Pour d'autres choses, par contre, il a atteint le stade de
l'adolescence : développement physique, esprit de contradiction,
bouderies... et ça va durer un certain temps !
Ce que remarquent et apprécient les gens, chez Pascal, c'est sa
simplicité, sa joie de vivre, sa
spontanéité, sa confiance en tout le monde et en chacun en particulier.
C'est un bon boute-en-train,
qui peut éclater de rire pour un rien ou nous faire rire sans le vouloir
par des associations d'idées
logiques mais auxquelles nous n'avions pas pensé dans notre monde de
symboles qui n'ont que peu
de sens pour lui... il est alors ravi de son petit effet ! Pour
lui, tout le monde est gentil, il aime
tout le monde. C'est très beau, très émouvant, mais c'est un peu dangereux
quand on est hors de la
maison : il pourrait partir avec n'importe qui, d'autant plus qu'il aime
beaucoup les voitures. Il faut donc là
encore beaucoup de surveillance, même si à notre avis il a au moins
trois anges gardiens !
Cela lui donne une capacité d'adaptation impressionnante : il se sent
partout à l'aise, partout chez lui,
sa spontanéité lui fait saluer tout le monde et il tend volontier la
main... gauche ! (il est gaucher).
Mais quand il est fatigué et qu'on est chez des gens, il sait très
bien le faire comprendre en disant au-revoir à tout bout de champ,
ce qui peut parfois être gênant...
Cette joie de vivre et cette spontanéité sont des caractéristiques
de la plupart des personnes
handicapées mentalement, quand elles ont bien été accueillies : le
coeur a «pompé» tout ce que la
tête ne pouvait contenir ! À qui confiions-nous nos grands chagrins
d'enfants et d'adolescents, si ce
n'est à notre Câlin qui n'y comprenait certes rien mais qui voyait
que cela n'allait pas et venait nous
consoler ou... nous tirer les cheveux ! C'était son grand jeu.
━━━━
## CONSIGNES À SUIVRE
1. Répondez à ces questions sur l'extrait consacré à Pascal :
(a) Quelle main Pascal tend-il volontiers ?
(b) Que fait Pascal chez des gens quand il est fatigué ?
(c) Quel était le grand jeu de « notre Câlin » ?
2. Recopiez à l'identique le passage de l'extrait consacré à Pascal compris entre « Cette joie de » et « son grand jeu. », ces deux passages inclus.

## BLOC DE DONNÉES
━━━━
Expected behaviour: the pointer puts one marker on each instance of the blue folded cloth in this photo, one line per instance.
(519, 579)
━━━━
## RÉPONSES PAR CONSIGNE
1.
(a) La main gauche, car il est gaucher.
(b) Il le fait comprendre en disant au-revoir à tout bout de champ.
(c) Tirer les cheveux.

2.
Cette joie de vivre et cette spontanéité sont des caractéristiques
de la plupart des personnes
handicapées mentalement, quand elles ont bien été accueillies : le
coeur a «pompé» tout ce que la
tête ne pouvait contenir ! À qui confiions-nous nos grands chagrins
d'enfants et d'adolescents, si ce
n'est à notre Câlin qui n'y comprenait certes rien mais qui voyait
que cela n'allait pas et venait nous
consoler ou... nous tirer les cheveux ! C'était son grand jeu.